What is asked —
Pull out every line in the records below that contains the word "blue", copying each one in full.

Data shown —
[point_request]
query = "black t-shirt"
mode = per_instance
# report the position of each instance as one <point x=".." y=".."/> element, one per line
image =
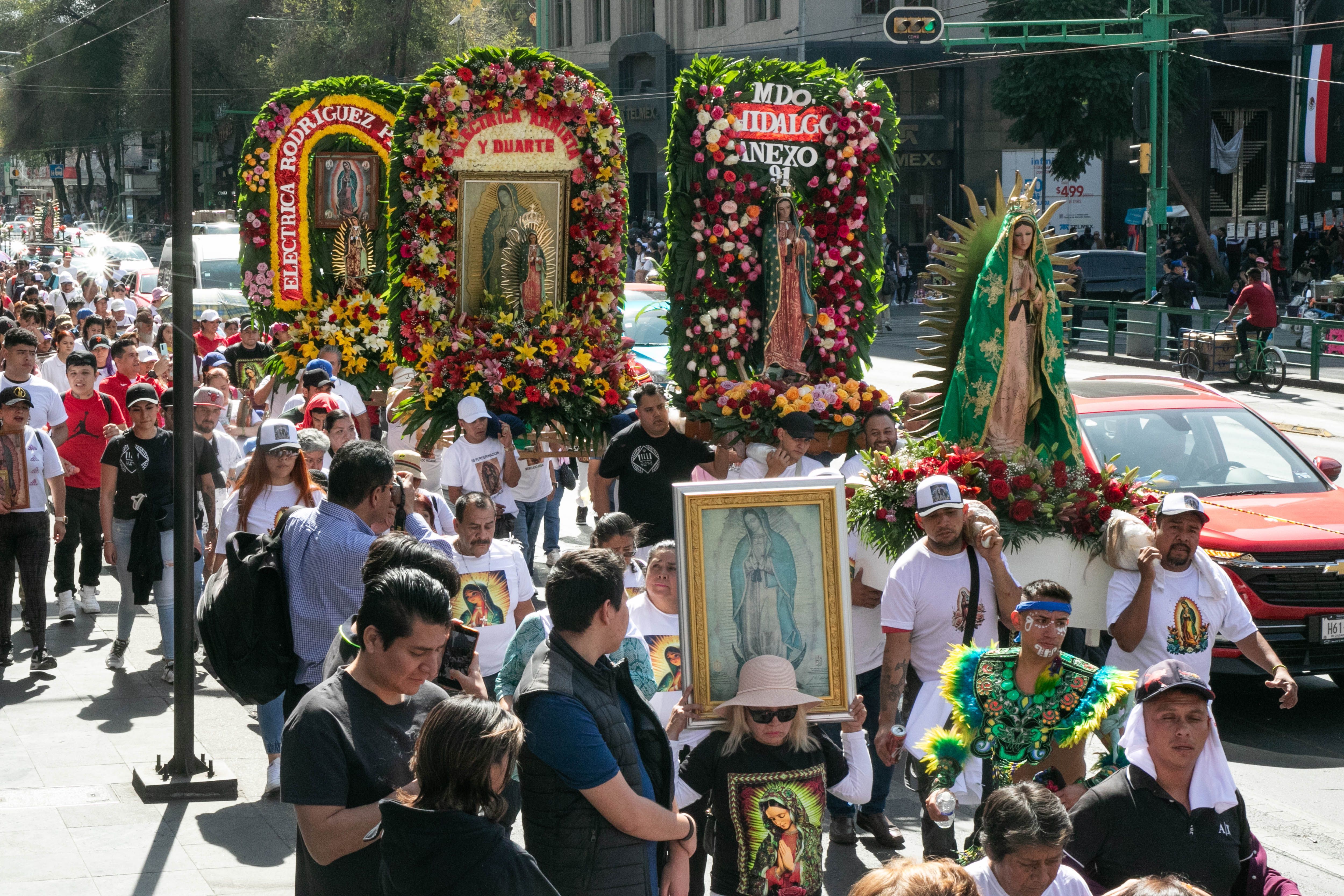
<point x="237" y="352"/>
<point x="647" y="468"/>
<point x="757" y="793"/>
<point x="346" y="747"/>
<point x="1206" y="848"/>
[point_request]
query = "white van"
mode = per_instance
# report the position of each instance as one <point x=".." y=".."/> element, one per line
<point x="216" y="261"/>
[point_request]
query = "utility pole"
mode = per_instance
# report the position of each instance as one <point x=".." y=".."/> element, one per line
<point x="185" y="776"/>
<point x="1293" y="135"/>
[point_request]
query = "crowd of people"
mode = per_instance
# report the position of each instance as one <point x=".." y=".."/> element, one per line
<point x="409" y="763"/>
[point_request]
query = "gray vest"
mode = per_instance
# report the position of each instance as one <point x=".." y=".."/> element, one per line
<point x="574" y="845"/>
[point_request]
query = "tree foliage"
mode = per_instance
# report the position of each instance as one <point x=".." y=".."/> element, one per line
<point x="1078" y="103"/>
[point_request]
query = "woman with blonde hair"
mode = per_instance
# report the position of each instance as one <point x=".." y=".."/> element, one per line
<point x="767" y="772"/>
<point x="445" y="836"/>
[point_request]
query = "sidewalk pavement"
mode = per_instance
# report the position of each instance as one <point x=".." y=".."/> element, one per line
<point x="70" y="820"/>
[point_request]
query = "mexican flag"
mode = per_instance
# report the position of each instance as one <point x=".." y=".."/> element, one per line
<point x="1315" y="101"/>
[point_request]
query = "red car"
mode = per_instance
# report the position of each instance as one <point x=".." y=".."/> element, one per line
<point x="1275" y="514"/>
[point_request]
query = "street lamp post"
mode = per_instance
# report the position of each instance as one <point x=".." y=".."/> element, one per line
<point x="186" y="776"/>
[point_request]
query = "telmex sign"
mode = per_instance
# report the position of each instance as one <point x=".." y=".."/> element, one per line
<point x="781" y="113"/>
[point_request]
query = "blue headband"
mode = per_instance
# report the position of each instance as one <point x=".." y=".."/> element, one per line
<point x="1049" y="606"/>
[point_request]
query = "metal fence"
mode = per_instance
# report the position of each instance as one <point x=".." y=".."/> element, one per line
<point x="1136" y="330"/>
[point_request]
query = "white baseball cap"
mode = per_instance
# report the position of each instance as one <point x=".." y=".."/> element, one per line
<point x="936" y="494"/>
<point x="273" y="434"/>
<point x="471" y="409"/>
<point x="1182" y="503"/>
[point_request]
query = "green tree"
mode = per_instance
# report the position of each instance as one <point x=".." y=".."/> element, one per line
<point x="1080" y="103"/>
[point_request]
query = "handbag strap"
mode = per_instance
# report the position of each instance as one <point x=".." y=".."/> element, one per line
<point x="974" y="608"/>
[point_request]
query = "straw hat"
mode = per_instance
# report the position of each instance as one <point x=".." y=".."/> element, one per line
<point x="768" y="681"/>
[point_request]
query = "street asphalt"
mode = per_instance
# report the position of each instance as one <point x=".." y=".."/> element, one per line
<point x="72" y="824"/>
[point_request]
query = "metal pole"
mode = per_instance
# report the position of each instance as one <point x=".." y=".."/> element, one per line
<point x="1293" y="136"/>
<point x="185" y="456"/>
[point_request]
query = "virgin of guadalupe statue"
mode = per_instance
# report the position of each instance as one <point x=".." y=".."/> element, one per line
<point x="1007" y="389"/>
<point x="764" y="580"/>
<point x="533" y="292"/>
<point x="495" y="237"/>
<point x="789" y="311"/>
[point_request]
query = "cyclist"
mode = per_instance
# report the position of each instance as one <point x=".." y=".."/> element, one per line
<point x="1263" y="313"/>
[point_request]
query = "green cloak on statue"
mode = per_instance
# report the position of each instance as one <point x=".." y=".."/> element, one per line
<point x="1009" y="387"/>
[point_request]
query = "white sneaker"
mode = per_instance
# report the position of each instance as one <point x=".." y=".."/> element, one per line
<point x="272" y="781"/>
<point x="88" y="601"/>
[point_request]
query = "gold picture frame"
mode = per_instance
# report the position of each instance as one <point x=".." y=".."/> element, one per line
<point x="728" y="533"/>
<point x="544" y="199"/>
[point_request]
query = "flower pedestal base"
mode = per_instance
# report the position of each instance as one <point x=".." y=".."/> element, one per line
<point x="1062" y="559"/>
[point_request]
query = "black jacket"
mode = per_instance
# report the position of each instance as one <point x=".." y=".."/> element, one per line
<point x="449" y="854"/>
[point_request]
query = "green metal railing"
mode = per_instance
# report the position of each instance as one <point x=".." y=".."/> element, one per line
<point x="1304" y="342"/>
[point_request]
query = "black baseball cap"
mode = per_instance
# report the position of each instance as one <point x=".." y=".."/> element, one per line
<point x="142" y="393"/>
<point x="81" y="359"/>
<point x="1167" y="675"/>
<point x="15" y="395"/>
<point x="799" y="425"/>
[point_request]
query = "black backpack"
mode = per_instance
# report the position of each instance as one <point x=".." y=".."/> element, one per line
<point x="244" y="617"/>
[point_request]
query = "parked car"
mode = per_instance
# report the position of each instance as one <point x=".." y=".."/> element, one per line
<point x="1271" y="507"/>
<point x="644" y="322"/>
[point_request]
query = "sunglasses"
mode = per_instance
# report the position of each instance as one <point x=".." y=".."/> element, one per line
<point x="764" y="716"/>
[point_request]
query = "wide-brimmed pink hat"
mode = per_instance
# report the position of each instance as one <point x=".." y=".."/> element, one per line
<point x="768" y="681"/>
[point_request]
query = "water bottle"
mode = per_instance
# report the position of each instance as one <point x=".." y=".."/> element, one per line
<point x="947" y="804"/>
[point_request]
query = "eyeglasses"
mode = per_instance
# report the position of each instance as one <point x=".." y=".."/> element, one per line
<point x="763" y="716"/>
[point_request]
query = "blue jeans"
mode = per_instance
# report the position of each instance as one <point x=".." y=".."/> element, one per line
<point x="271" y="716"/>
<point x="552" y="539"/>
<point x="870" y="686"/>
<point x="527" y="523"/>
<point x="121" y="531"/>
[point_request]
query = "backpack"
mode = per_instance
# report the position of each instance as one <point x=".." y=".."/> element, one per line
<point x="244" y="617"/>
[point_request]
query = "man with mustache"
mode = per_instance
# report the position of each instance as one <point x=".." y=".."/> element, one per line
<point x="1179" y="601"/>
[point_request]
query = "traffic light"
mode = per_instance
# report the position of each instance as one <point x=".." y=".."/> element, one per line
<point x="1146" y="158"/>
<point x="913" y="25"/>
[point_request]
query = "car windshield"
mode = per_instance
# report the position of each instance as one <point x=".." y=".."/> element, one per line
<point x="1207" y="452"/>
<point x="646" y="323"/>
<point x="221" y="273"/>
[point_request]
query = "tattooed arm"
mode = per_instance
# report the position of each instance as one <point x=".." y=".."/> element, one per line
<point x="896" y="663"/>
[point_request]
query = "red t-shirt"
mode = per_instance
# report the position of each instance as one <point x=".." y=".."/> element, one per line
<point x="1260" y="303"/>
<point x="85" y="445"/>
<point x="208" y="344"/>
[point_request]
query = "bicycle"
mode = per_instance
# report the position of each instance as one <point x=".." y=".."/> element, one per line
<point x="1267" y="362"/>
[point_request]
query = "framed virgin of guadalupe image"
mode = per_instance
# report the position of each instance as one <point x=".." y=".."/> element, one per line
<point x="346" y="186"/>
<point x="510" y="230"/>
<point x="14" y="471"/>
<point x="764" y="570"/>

Correct output —
query = "blue headband"
query = "blue jeans"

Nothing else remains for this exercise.